[WHAT TO WORK ON] Which lines run from the one containing "Identify a point for each instance of the patio sofa" to the last line of the entries? Return them exactly, with nothing more.

>>>

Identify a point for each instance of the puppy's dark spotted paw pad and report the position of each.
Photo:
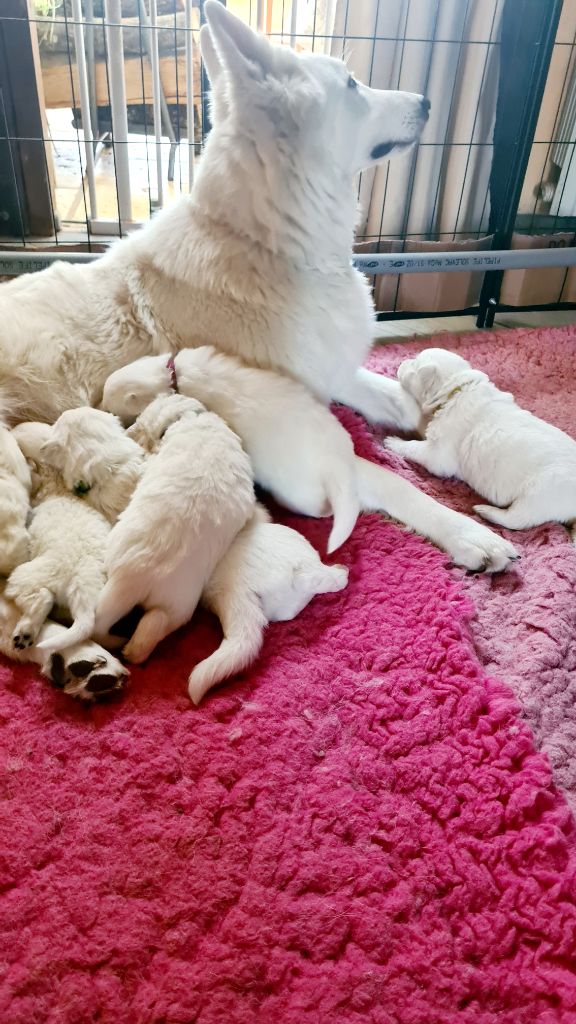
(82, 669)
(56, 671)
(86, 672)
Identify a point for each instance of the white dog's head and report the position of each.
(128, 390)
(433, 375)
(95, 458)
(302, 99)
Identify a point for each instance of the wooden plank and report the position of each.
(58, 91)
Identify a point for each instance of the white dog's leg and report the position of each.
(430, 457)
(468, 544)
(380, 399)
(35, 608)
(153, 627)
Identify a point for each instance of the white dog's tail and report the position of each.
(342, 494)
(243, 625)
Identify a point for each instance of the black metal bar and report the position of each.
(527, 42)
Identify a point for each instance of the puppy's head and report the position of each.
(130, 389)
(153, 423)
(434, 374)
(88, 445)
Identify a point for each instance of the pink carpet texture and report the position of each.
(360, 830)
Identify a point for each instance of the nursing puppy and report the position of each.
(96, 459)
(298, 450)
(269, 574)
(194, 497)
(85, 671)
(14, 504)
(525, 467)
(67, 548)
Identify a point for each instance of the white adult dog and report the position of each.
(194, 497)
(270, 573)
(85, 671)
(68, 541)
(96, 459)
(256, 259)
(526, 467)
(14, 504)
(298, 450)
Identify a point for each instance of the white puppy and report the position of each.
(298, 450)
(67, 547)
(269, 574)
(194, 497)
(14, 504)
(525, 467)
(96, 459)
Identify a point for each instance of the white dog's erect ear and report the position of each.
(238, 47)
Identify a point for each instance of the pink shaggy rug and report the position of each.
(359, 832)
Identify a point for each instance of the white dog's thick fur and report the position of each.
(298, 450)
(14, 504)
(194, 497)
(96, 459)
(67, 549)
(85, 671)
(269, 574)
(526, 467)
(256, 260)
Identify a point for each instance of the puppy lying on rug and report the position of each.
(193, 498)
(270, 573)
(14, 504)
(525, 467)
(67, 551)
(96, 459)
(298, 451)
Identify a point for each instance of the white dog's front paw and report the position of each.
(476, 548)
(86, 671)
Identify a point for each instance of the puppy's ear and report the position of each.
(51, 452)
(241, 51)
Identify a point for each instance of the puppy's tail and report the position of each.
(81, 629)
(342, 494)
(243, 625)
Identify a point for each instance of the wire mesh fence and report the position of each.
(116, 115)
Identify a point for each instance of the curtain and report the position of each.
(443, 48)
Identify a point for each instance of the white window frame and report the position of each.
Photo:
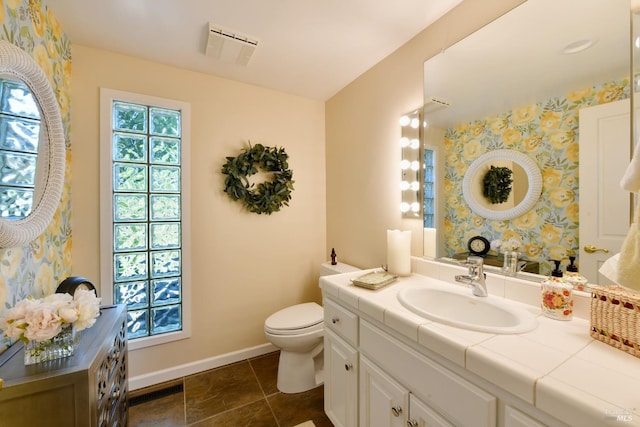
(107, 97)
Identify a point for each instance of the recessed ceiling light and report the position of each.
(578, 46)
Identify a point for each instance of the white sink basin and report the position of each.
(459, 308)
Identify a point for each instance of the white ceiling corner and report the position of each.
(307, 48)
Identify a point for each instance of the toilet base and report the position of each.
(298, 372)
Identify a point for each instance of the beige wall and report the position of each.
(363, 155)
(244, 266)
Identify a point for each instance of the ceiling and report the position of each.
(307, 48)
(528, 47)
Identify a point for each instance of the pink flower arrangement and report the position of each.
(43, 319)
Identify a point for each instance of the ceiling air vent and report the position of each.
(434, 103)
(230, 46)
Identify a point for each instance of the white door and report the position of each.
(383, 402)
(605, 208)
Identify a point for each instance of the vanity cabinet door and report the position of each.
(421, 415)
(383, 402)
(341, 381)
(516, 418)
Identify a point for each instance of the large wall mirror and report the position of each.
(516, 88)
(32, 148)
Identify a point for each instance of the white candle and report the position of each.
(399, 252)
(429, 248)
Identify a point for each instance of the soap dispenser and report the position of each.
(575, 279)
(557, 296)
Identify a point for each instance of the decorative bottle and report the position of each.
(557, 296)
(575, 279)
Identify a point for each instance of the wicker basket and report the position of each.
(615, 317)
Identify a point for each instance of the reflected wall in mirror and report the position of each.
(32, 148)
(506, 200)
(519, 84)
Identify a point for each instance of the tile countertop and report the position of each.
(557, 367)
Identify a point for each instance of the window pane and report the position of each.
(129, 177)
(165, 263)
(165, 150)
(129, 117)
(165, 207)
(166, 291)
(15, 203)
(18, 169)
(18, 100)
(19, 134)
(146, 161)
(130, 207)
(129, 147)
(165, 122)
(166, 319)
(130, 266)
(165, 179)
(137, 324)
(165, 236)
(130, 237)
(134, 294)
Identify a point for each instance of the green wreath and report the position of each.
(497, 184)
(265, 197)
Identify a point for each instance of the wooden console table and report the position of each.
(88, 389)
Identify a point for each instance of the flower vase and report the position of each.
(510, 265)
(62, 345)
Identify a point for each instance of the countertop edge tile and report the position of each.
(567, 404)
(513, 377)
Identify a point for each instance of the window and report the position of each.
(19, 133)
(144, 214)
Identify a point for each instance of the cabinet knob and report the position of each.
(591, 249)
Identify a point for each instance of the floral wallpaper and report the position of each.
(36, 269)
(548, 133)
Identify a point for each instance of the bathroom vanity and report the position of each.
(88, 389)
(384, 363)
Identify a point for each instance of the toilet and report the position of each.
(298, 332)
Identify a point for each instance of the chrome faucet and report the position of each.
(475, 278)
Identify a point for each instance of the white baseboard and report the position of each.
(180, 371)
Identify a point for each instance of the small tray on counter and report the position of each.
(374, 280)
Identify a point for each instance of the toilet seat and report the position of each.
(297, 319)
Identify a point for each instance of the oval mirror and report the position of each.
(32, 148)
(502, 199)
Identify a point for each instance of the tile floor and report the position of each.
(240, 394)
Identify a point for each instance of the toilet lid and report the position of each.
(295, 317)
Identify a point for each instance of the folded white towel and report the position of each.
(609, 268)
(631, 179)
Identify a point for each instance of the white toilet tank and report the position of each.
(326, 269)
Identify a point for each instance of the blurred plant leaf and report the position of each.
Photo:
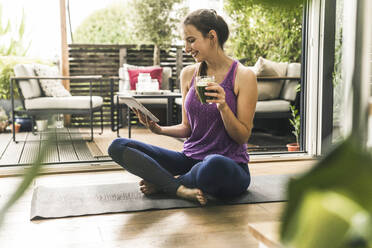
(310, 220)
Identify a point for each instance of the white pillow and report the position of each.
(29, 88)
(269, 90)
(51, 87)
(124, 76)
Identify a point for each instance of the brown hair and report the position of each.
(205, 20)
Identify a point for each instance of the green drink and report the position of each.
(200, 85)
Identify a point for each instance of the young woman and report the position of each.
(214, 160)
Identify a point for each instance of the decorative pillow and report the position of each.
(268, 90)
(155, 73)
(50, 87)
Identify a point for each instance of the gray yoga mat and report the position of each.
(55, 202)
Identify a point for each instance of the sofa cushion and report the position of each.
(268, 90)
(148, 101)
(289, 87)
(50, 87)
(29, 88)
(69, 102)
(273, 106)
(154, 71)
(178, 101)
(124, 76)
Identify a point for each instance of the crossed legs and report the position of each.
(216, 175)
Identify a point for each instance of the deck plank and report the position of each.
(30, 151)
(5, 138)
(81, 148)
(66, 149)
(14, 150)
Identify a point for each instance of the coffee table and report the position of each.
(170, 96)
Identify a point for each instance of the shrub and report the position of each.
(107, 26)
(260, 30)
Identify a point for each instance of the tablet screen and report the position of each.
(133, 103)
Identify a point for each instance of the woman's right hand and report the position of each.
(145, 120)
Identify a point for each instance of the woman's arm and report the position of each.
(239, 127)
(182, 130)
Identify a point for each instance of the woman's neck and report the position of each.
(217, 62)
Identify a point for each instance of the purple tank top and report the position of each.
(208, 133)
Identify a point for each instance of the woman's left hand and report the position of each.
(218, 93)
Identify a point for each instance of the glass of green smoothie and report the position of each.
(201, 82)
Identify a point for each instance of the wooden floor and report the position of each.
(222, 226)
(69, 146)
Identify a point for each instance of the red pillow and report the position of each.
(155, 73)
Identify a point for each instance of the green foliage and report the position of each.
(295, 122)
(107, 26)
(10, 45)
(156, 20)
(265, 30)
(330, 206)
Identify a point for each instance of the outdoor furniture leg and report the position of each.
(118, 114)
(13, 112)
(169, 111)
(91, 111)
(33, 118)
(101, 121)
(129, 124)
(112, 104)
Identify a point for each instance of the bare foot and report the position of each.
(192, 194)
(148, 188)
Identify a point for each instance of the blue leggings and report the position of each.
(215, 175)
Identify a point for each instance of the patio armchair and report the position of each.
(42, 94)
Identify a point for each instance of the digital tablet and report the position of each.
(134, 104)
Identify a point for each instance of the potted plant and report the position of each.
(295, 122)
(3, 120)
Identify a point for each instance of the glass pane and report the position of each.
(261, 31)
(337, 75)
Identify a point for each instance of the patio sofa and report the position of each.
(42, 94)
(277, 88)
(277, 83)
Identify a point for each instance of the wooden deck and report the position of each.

<<<

[ANSWER TO THE EXERCISE]
Identify a point for each instance of the patio sofa and report the position of each.
(42, 94)
(277, 88)
(277, 83)
Identify a point for each instance of the wooden deck and report the position of each.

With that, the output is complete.